Source document:
☆ ☆ ☆
Addressing the challenge of real-time 3D perception of non-rigid soft-tissue deformation in robotic laparoscopic surgery, this paper proposes the Tracking-Aware Deformation Field (TADF) framework. TADF is the first method to jointly optimize vision foundation model–driven keypoint tracking with neural implicit surface reconstruction (NeRF-like), thereby unifying 2D keypoint trajectory estimation and 3D deformation field modeling. This integration enables robust, 2D-guided 3D deformation estimation and synchronized dynamic mesh reconstruction. Evaluated on two public surgical datasets, TADF significantly outperforms existing neural 3D reconstruction approaches in deformation estimation accuracy while maintaining real-time inference capability and high geometric fidelity. The framework establishes a novel paradigm for minimally invasive surgical navigation—delivering high-precision, interpretable, and geometrically consistent soft-tissue deformation perception.
☆ ☆ ☆
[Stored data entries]
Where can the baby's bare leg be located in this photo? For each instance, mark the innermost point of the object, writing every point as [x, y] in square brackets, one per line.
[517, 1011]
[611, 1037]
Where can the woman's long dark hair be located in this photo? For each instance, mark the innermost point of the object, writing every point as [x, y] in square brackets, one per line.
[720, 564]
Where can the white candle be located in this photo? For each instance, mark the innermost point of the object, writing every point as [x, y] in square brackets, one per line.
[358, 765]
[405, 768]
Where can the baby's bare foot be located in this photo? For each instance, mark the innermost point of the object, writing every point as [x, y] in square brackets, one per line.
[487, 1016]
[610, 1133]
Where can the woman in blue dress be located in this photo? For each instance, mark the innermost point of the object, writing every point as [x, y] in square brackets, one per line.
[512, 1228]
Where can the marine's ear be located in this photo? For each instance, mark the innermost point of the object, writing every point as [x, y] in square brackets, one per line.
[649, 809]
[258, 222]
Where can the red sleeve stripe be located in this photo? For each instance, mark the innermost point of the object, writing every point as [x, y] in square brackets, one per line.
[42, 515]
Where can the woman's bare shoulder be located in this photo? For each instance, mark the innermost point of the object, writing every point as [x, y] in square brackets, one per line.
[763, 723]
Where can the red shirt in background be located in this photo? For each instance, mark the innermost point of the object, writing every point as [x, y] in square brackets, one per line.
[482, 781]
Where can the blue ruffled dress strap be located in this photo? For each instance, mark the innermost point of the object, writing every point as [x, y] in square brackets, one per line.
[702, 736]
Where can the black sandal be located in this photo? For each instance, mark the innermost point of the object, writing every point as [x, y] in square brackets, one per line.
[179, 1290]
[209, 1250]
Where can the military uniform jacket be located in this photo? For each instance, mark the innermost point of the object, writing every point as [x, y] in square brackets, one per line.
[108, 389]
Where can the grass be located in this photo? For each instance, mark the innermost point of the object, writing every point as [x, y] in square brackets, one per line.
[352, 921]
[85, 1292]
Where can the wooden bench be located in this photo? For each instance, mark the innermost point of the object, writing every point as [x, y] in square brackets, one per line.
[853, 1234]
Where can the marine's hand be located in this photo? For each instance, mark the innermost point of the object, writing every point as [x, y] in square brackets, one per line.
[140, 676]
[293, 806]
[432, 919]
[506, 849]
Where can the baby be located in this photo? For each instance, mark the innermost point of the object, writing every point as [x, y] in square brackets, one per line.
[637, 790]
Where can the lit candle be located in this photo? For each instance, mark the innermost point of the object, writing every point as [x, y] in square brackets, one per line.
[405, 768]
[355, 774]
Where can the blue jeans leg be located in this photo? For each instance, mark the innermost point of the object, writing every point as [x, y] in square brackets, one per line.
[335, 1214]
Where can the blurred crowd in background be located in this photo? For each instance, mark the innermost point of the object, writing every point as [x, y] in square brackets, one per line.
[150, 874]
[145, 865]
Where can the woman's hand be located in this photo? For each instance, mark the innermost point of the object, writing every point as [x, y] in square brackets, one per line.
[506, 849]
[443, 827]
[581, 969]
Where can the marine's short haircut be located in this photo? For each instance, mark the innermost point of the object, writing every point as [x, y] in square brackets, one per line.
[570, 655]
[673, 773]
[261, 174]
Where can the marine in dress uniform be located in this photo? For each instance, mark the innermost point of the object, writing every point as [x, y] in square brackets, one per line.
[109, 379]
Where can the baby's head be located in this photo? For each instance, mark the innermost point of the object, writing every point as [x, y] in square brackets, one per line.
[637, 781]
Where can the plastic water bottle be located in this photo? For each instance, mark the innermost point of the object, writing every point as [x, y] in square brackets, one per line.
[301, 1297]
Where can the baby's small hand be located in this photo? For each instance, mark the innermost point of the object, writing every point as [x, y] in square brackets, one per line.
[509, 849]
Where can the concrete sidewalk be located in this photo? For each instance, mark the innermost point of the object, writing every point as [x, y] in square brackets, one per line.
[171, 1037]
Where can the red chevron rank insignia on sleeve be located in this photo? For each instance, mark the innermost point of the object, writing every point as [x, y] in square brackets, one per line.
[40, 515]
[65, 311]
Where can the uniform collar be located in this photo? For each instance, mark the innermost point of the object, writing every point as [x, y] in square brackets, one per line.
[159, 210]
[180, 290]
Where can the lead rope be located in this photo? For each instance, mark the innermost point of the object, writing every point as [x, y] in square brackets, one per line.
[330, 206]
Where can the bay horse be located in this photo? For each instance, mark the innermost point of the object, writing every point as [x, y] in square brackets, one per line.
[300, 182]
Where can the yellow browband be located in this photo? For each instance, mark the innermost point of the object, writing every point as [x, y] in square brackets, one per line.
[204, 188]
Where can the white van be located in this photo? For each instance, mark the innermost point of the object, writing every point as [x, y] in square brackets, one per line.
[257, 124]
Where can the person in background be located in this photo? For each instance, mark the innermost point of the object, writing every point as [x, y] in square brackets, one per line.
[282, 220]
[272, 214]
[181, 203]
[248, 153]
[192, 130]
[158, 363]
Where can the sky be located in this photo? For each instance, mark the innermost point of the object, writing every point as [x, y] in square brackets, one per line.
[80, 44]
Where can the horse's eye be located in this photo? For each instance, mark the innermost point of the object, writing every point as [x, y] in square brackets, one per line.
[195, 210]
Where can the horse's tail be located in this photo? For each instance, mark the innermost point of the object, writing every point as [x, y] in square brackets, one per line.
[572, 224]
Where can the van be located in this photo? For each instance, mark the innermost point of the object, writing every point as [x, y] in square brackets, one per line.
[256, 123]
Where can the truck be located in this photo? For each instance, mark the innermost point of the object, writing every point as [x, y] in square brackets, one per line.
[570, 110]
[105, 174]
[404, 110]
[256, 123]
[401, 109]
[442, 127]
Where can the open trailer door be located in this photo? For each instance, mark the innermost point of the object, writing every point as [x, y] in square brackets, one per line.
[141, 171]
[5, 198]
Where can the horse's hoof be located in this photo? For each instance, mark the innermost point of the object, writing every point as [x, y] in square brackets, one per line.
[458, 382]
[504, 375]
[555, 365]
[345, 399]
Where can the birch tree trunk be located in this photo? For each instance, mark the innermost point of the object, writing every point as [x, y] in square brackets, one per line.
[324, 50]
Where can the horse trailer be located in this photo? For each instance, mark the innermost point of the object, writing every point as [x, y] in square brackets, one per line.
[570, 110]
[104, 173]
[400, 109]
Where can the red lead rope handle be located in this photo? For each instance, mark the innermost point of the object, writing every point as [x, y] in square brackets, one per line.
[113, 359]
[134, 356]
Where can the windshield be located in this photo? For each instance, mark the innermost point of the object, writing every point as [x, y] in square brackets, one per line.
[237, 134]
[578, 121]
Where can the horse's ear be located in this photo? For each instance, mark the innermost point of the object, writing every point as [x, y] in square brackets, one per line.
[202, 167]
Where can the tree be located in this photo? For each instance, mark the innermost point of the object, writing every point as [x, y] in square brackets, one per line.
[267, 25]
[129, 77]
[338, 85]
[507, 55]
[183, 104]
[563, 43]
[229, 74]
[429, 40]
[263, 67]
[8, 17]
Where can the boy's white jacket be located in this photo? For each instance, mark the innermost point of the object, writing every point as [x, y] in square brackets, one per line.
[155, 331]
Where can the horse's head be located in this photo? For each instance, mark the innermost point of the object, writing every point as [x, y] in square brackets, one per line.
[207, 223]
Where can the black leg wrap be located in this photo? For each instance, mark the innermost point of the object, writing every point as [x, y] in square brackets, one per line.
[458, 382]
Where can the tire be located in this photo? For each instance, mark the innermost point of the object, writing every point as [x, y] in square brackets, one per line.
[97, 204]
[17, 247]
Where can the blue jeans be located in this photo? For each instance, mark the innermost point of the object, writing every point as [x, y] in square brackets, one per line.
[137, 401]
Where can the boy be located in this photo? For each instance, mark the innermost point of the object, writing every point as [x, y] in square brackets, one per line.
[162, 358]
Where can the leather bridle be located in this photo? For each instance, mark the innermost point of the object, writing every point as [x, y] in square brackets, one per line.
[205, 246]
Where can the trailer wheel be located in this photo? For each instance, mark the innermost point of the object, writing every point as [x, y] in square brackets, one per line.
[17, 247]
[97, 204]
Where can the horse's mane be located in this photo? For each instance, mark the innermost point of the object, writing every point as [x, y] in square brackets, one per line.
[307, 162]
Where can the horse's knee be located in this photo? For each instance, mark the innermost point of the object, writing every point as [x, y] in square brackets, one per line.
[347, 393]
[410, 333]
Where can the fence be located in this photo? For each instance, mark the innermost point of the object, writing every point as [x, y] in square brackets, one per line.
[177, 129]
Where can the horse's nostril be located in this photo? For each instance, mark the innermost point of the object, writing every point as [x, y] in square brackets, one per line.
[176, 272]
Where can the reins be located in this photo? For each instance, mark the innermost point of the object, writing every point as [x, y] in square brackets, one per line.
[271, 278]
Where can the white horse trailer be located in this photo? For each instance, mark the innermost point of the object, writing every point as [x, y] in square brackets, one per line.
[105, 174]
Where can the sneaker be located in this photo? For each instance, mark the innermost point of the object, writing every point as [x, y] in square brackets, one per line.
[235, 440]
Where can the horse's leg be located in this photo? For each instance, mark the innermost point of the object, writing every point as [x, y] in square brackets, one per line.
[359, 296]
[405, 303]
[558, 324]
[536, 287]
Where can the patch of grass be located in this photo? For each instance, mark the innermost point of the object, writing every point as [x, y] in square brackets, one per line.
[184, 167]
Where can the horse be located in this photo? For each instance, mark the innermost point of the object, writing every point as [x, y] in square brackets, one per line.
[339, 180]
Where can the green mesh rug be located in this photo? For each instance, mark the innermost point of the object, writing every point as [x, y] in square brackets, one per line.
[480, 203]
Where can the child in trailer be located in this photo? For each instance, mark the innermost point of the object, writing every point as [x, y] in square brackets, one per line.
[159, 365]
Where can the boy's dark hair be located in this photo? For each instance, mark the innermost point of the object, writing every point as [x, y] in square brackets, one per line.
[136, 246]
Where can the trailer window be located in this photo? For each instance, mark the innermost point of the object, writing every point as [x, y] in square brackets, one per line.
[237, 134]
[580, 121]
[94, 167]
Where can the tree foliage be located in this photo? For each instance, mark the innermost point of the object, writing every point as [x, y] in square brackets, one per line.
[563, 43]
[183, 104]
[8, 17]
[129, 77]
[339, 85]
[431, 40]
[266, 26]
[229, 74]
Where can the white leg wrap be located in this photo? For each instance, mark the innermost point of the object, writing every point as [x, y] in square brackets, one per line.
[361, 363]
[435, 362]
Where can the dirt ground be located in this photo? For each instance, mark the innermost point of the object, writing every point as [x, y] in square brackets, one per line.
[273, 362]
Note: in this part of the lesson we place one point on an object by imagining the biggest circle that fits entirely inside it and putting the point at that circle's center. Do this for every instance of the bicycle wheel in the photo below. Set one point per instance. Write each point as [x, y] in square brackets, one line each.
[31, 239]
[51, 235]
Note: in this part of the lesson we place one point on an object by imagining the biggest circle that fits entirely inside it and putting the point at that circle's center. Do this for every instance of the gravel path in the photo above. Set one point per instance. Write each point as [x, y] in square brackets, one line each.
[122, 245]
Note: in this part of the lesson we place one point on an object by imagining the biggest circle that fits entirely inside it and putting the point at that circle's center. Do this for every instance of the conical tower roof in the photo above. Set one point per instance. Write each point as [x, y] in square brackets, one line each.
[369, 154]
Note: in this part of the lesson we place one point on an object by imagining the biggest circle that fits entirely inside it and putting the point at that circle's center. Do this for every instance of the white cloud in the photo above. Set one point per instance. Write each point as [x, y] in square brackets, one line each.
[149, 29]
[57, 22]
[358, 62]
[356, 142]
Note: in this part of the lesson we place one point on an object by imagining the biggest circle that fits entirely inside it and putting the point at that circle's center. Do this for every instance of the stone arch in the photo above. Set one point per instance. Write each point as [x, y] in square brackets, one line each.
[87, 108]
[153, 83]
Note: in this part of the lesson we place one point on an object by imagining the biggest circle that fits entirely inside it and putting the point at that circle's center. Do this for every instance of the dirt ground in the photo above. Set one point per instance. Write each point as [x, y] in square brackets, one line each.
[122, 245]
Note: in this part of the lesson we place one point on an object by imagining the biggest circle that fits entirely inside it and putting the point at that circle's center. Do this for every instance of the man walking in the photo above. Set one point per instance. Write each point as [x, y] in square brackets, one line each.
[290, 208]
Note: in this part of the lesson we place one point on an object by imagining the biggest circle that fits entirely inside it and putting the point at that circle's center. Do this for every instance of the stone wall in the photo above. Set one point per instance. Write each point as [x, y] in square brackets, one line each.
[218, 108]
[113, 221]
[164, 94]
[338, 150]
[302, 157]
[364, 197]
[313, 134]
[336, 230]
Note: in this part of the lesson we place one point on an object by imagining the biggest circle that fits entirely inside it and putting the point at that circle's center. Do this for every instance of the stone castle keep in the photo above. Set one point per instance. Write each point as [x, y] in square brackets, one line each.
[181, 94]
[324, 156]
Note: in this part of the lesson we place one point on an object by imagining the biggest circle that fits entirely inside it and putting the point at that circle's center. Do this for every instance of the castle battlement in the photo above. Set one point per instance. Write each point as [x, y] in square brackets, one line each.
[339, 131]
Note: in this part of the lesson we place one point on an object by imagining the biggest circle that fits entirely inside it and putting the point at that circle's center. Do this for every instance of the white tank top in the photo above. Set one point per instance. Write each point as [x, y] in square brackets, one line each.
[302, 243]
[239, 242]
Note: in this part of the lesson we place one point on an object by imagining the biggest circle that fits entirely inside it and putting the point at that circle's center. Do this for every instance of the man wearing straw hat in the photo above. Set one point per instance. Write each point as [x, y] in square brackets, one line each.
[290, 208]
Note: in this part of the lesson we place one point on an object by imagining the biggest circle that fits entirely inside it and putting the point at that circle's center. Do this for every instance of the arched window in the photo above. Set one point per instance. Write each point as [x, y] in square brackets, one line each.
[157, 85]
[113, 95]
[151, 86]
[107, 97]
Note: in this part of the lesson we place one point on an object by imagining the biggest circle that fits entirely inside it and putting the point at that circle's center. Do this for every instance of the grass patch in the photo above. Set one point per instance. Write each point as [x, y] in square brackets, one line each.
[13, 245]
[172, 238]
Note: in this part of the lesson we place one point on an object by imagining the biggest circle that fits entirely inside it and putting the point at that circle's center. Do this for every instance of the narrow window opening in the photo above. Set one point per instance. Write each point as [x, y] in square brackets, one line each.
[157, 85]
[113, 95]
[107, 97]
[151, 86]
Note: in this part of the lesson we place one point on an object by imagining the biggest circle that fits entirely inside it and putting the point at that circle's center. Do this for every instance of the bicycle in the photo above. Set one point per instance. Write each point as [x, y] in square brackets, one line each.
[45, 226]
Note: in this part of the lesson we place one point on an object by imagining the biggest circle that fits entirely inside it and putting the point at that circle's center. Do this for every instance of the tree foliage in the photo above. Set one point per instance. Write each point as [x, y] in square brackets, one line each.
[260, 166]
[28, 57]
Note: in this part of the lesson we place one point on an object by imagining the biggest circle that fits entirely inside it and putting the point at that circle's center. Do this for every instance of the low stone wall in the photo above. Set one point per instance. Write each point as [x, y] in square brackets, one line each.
☆ ☆ ☆
Assignment A: Summarize the passage on the TADF framework in two sentences.
Assignment B: Go on with the passage on the TADF framework, starting after its last sentence.
These lines have nothing to do with the passage on the TADF framework.

Your response A: The Tracking-Aware Deformation Field (TADF) framework targets real-time 3D perception of non-rigid soft-tissue deformation in robotic laparoscopic surgery by jointly optimizing vision foundation model–driven keypoint tracking with neural implicit surface reconstruction, unifying 2D keypoint trajectory estimation and 3D deformation field modeling. On two public surgical datasets, it significantly outperforms existing neural 3D reconstruction approaches in deformation estimation accuracy while keeping real-time inference capability and high geometric fidelity.

Your response B:
Minimally invasive procedures have been advanced rapidly by the robotic laparoscopic surgery. The latter greatly assists surgeons in sophisticated and precise operations with reduced invasiveness. Nevertheless, it is still safety critical to be aware of even the least tissue deformation during instrument-tissue interactions, especially in 3D space. To address this, recent works rely on NeRF to render 2D videos from different perspectives and eliminate occlusions. However, most of the methods fail to predict the accurate 3D shapes and associated deformation estimates robustly. Differently, we propose Tracking-Aware Deformation Field (TADF), a novel framework which reconstructs the 3D mesh along with the 3D tissue deformation simultaneously. It first tracks the key points of soft tissue by a foundation vision model, providing an accurate 2D deformation field. Then, the 2D deformation field is smoothly incorporated with a neural implicit reconstruction network to obtain tissue deformation in the 3D space. Finally, we experimentally demonstrate that the proposed method provides more accurate deformation estimation compared with other 3D neural reconstruction methods in two public datasets.